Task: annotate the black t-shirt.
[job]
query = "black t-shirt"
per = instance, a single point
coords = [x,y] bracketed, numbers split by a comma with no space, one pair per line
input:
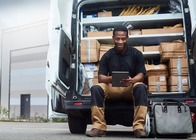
[131,60]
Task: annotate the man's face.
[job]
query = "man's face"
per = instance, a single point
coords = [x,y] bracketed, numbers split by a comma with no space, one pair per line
[120,40]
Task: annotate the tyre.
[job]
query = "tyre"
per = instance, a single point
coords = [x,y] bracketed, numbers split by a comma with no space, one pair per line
[77,125]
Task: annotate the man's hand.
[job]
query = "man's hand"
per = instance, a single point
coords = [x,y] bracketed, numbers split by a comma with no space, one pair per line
[127,82]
_ _ _ _ _ _ _
- _Given request_
Lay out the data as a Markdown table with the columns Row and Data line. Start at the line that contains "Task: annotate the man's face.", end with the final line of the data, number each line in order, and omit blank lines.

- _Written solution_
| Row | Data line |
|---|---|
| 1 | Task: annotate the man's face. |
| 2 | [job] |
| 3 | query = "man's face" |
| 4 | per = instance, a single point |
| 5 | coords = [x,y] bracketed, numbers split by a comma with no space, one pair per line |
| 6 | [120,40] |
| 7 | Task: annotate the tyre. |
| 8 | [job] |
| 9 | query = "tyre" |
| 10 | per = instance, a single point |
| 11 | coords = [x,y] bracketed, numbers split by a comma with no space, one pair per line |
| 12 | [77,125] |
| 13 | Task: annotate the man's hand. |
| 14 | [job] |
| 15 | query = "man's hand" |
| 16 | per = instance, a single point |
| 17 | coords = [x,y] bracketed, numbers split by a comma with no space, one pair per line |
| 18 | [127,82] |